Stored data entries
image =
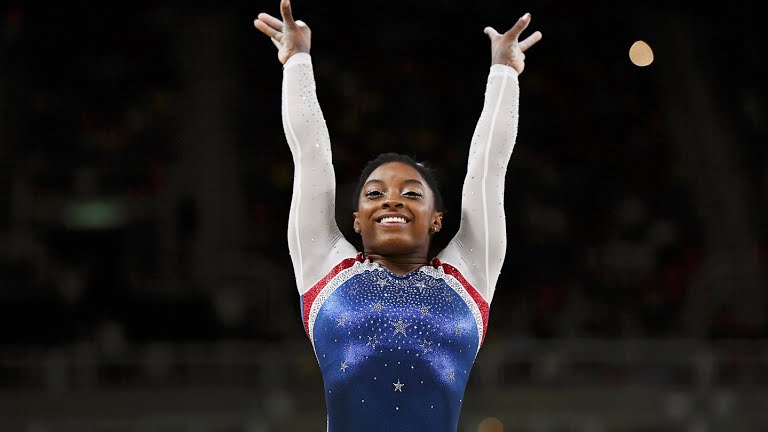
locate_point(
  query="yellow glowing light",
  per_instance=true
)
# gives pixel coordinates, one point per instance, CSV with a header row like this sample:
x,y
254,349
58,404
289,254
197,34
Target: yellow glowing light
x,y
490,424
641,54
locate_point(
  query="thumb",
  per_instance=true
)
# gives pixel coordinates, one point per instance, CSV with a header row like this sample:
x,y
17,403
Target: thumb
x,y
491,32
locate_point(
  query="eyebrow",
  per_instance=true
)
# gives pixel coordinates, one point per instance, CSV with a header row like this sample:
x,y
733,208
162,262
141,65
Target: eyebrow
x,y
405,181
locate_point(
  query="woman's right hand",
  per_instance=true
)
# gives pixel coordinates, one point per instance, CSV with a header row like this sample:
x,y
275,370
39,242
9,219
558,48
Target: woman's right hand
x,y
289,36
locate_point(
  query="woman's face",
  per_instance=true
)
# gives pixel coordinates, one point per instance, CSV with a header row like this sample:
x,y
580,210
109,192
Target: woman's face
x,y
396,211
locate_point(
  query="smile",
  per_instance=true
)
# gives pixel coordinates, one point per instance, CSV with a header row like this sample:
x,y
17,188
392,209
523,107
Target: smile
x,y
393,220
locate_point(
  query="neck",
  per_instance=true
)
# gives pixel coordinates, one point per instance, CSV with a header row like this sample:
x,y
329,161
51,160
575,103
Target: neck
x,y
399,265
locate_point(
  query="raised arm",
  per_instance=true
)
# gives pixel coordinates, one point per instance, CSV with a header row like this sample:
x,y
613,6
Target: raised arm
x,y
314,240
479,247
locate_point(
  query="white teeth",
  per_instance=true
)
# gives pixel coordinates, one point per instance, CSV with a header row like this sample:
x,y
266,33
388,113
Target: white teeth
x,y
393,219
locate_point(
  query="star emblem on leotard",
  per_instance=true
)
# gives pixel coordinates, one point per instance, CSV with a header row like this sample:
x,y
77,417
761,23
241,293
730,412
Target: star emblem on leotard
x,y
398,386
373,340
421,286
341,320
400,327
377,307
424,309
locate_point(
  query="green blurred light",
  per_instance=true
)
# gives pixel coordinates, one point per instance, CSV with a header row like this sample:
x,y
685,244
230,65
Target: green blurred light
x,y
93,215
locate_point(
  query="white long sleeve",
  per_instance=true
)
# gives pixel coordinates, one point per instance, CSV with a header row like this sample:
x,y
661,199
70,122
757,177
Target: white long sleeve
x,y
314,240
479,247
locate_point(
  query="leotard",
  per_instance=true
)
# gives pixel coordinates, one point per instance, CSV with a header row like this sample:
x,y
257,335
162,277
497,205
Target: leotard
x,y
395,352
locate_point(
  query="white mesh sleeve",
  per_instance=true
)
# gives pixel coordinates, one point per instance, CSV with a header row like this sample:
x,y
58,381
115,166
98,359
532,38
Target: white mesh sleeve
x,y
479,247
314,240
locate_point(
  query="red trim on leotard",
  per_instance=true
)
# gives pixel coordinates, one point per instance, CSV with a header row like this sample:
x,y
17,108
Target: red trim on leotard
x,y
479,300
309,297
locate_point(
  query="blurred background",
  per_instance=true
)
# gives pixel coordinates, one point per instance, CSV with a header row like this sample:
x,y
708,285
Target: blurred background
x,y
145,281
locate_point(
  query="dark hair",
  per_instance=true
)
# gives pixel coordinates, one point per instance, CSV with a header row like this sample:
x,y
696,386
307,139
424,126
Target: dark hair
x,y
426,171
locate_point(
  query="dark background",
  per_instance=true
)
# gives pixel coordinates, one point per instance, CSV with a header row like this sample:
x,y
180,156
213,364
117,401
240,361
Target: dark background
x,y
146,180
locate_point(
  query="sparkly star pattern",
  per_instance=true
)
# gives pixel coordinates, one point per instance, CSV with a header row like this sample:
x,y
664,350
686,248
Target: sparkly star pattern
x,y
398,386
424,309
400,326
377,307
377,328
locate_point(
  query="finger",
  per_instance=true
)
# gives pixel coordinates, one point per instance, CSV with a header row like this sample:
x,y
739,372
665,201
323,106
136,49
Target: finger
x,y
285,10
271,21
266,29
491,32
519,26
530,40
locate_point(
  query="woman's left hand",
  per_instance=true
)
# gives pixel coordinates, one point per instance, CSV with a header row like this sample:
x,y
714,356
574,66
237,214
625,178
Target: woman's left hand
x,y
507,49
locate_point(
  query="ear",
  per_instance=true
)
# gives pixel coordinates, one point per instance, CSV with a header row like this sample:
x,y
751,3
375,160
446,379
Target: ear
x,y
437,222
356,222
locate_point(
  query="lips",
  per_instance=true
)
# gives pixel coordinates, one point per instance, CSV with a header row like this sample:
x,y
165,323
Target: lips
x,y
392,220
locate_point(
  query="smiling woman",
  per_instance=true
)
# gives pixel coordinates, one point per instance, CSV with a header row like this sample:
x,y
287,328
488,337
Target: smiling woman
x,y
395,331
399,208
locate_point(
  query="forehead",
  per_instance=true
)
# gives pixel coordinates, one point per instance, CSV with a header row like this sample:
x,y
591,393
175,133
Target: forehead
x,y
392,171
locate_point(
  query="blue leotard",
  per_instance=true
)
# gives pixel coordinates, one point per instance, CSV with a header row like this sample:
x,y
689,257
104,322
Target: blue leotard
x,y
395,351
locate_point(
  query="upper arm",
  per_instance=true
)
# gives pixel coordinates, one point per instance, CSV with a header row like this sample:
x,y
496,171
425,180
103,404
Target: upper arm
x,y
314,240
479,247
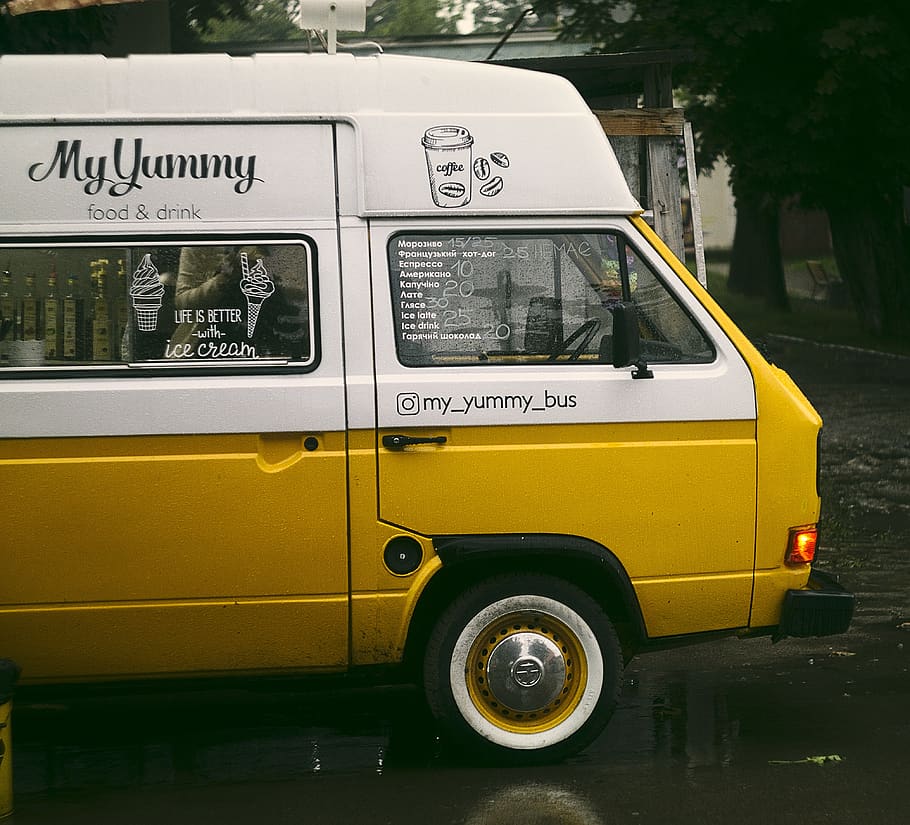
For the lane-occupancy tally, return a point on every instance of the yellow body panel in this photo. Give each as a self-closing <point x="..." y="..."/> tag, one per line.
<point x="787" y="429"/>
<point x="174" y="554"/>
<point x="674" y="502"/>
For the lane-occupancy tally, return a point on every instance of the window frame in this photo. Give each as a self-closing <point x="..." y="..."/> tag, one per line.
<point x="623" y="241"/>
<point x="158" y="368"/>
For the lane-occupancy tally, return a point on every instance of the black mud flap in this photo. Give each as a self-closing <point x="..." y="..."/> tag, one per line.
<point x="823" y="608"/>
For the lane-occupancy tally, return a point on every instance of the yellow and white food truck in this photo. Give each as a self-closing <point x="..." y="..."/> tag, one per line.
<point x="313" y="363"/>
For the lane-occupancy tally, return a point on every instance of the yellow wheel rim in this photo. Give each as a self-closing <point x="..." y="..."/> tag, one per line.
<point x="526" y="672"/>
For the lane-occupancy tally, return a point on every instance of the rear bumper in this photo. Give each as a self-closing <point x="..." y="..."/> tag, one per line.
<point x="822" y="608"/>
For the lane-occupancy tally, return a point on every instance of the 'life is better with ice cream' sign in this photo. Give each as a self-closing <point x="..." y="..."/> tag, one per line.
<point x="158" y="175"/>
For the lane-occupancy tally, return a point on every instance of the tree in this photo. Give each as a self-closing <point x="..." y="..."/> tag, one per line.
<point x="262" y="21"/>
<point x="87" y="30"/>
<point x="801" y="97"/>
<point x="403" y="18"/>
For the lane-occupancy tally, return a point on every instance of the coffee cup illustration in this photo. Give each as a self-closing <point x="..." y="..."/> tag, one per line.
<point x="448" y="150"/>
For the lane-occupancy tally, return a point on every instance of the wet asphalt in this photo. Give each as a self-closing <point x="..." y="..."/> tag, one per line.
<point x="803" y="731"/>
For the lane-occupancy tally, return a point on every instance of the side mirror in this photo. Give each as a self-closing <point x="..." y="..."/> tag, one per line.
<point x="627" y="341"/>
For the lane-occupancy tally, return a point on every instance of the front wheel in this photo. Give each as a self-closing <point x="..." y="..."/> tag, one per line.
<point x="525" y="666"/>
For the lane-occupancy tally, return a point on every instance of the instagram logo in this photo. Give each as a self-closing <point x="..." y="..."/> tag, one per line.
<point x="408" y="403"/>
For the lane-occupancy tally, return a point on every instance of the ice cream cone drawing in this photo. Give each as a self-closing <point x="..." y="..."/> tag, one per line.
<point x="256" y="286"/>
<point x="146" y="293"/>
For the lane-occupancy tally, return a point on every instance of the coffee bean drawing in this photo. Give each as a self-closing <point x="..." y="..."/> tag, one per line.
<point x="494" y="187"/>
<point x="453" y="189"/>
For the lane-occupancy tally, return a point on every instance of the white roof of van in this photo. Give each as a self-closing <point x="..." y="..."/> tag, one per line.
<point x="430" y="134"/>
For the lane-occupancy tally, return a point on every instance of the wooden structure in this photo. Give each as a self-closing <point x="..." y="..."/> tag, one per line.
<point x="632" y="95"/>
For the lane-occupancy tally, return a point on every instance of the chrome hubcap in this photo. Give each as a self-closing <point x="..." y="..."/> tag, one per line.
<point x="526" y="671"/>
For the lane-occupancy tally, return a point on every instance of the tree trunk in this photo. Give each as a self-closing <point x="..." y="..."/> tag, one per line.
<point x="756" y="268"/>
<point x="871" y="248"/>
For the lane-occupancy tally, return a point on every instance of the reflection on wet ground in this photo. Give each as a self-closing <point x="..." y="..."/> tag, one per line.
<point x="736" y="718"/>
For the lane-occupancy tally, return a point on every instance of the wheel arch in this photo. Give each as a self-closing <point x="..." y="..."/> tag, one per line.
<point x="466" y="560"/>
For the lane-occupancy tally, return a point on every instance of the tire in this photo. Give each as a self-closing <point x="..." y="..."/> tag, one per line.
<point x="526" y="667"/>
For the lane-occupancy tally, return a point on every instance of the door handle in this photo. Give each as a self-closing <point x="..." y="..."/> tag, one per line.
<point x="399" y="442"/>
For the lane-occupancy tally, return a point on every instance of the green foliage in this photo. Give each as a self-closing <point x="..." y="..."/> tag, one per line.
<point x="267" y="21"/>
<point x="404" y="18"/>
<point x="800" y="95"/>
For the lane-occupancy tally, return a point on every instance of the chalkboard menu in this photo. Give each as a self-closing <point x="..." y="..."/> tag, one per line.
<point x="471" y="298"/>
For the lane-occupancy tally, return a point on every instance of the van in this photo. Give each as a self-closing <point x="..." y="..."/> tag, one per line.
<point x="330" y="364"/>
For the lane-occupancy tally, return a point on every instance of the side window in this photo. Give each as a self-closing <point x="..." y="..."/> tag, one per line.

Task prompt: Your reply should be a verbatim retyping of the lines from the one that holds "of the chalkboard" through the last line of the entries.

Completed exercise:
For the lane-occupancy tally, return a point on every instance of the chalkboard menu in this photo. Give each as a self-closing <point x="..." y="..."/> tag, one per line.
<point x="471" y="298"/>
For the lane-occupancy tally, return a point on every instance of the van in this photo. Give each as a self-closing <point x="..." y="..."/> tag, one per line.
<point x="330" y="364"/>
For the lane-occupancy tally, return a point on every instance of the side window in this photo. Give each as a self-closing <point x="..." y="..."/> tag, one per line.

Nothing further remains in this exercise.